DOCUMENT =
• • • •
From his perch in the back seat, Collins’s boss could see that some men in the street were holding copies of that morning’s Boston Post. The banner headline trumpeted a victory in one of the America’s Cup races by the American yacht Resolute over its British challenger, Shamrock IV. At a time when anything seemed possible except a legal drink of whiskey, elite sports like yachting and golf had captured the public imagination.

If one subject interested Bostonians more than rich men’s sports, it was the prospect of becoming rich themselves. Undeniable evidence could be found in that morning’s Post, just below the yacht race story. On the left side of the front page, in bold black letters, was the headline that had filled School Street to bursting:

DOUBLES THE MONEY WITHIN THREE MONTHS

A Post reporter had visited 27 School Street a day earlier and acquired a basic understanding of how the Securities Exchange Company claimed to create spectacular profits for its investors. The unbylined story even described the Locomobile limousine and the boss’s Lexington home, which was “furnished with the best” and “does not give the impression of nouveau riche either, for the fine Italian tastes of the owner fixed that.”

The man who owned the fine home, the flashy car, the Securities Exchange Company, the adoration of the people on School Street, and anything else he cared to buy was named Charles Ponzi.
• • • •
LISTED ENTRIES =
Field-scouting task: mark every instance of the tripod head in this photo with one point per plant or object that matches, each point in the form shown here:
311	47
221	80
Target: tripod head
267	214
• • • •
COMPLETE THE FOLLOWING =
1: Please write out the Ponzi excerpt between "The man who" and "named Charles Ponzi.", inclusive.
2: Name each thing the last sentence of the Ponzi excerpt says the man owned, leaving out the closing catch-all phrase.
The records can be set aside; nothing here depends on them.

SOLUTIONS TO THE PROBLEMS =
1:
The man who owned the fine home, the flashy car, the Securities Exchange Company, the adoration of the people on School Street, and anything else he cared to buy was named Charles Ponzi.

2:
- the fine home
- the flashy car
- the Securities Exchange Company
- the adoration of the people on School Street